_TASK DESCRIPTION_
Collect all lines from the listing that include the string "fish".

_TASK MATERIAL_
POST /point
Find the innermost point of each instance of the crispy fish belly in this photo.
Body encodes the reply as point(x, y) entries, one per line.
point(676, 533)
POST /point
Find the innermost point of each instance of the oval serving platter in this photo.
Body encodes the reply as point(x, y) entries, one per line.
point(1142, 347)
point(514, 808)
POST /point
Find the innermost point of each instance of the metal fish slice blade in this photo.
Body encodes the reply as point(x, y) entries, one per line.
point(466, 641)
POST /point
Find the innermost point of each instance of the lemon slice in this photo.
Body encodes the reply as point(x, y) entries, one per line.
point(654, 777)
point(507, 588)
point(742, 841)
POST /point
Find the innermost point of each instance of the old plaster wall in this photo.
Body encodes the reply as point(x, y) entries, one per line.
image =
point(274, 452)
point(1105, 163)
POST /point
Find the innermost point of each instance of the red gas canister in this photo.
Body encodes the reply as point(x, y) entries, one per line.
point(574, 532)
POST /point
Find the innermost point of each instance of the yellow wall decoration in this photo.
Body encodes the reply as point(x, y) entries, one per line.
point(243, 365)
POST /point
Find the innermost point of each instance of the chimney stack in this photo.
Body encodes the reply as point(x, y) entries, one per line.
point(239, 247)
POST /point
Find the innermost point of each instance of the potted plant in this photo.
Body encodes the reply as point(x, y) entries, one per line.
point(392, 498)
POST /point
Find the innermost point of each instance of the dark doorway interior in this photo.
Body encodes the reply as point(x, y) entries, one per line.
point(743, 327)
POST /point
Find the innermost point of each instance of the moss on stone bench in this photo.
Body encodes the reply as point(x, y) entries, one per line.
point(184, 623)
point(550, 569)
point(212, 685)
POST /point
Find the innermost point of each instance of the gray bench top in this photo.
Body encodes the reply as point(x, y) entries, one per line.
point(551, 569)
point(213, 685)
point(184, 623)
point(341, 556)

_RESPONSE_
Find the innermost point of each instance of the crispy fish belly in this photo.
Find the innermost point of each instance of the metal fish slice blade in this photo.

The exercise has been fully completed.